İstenen Görevler:
**1)** Rektörlük seçimini konu alan metin parçasına göre İstanbul Üniversitesi'ndeki rektörlük seçimi hangi tarihte yapılacaktır?
**2)** Rektörlük seçimini ele alan metin parçasını son cümlesinden itibaren sürdürünüz.

━━━ Metin Parçası

T ü r k i y e ' n i n   B i r i k i m i

Y A Z A R L A R
Salkım Hanım linci

10 Aralık'ta İstanbul Üniversitesi'nde rektörlük seçimi olacak. Orada adaylardan biri olan Kemal Alemdaroğlu'nun kimliği belli. Onun Atatürkçülüğü, Kemalistliği üzerine söz söylenemez. 28 Şubat sürecinde rüşdünü ispatladı. Onun karşısına ikinci bir aday olarak çıkmak cesaret işi. Alemdaroğlu ile yarışmak için iki kere kendinizi ispat etmeniz gerekiyor. O yüzden de bu cesareti gösteren Prof. Dr. Mesut Parlak, olağanüstü çaba gösteriyor. Bakın şu sözler ona ait:

"-İnanan bir insanım ama, ne laik demokratik cumhuriyetten ne de Atatürk ilkelerinden ödün veririm. Altı yıl Malatya Eğitim Vakfı'nın genel başkanlığını yaptım. Vakfın tüzüğünün birinci maddesi, "'Laik demokratik cumhuriyete, Atatürk ilkelerine inanan üniversite öğrencileri bu vakıftan burs alabilir' şeklindedir. Burada tuhaf olan odur ki, türbanlı öğrenciye burs vermedik diye bana 'komünist' dediler."

Yaa işte, bunları söylemeniz gerekir. Hatta her ihtimale karşı "Keşke Alevi olsam. Çünkü, demokratik cumhuriyeti en önde savunan insanlar onlar. Memleketim Malatya'da çok Alevi var, ama ben değilim" demeniz gerekir. Daha ötede mafya vs. ile ilişkilerinizin olmadığını ispat etmeniz gerekir.

Gerekir çünkü bir rektörlük seçiminde Atatürkçülük - Kemalizm tartışmaları gırla gidiyorsa riskli alanda at koşturuyorsunuz demektir ve belden aşağı vurulma ihtimali her zaman mevcuttur. O zaman siz de daha vurgulu söylemlerle gardınızı alacaksınız.

━━━━━━
━━━ Verilen Bilgiler

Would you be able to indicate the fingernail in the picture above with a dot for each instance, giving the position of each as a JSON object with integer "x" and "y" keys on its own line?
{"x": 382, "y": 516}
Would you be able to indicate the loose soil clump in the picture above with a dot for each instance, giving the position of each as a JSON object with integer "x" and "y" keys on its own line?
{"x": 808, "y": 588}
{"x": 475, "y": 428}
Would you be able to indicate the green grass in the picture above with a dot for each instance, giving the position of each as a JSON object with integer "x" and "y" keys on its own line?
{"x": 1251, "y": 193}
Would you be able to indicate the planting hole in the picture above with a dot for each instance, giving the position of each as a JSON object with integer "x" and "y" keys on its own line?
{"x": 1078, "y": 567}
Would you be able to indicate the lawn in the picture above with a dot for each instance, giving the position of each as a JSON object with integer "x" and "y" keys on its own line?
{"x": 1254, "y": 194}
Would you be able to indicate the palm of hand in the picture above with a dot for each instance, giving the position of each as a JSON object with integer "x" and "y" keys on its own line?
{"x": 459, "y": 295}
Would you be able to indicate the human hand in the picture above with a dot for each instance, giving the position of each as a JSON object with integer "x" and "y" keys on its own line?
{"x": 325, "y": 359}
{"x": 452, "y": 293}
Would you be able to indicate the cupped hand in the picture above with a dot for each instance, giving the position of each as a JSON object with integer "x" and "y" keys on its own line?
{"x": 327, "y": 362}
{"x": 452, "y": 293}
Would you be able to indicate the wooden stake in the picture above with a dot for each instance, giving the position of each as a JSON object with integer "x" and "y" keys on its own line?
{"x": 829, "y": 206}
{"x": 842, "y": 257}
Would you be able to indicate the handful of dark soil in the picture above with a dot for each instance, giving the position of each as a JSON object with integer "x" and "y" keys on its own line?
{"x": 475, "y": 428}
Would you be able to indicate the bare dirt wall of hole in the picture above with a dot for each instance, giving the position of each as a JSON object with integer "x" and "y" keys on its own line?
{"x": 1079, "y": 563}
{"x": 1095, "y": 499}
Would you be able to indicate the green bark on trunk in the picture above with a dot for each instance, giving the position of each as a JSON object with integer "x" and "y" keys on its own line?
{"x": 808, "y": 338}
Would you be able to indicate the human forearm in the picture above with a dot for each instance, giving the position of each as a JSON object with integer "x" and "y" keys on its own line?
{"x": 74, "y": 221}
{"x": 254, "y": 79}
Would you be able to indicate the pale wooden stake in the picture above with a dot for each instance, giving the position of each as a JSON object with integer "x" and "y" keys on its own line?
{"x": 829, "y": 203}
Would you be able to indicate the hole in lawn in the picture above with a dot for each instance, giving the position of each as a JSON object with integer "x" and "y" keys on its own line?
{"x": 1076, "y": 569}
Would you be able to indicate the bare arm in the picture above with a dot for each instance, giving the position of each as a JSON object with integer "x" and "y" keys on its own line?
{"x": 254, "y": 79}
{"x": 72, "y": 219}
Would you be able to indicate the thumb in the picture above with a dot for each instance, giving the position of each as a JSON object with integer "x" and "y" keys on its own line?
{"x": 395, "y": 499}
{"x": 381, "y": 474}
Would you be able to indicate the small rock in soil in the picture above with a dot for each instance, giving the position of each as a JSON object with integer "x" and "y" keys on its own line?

━━━━━━

Görev Yanıtları:
**1)** 10 Aralık'ta.

**2)**
Cumhurbaşkanı Sezer'in laiklik duyarlılığı da çok dikkat çekici değli mi? O makamda bulunanlar laikliklerini her fırsatta vurgulamalılar. Meselâ kendilerini ziyaret eden AK Partili heyete, tam yanlarından ayrılırken ve birdenbire laiklik konusundaki duyarlılığı hatırlatmalılar. Bu meselâ CHP'ye değil ama Ak Parti'ye karşı ekstra görevleri arasında bulunuyor. Ak Partililer'in de laik demokratik düzenden yana olduklarını "Vallahi de billahi de... İsterseniz yüreklerimizi yarın bakın" gibi yeminlerle te'yid etmeleri gerekiyor.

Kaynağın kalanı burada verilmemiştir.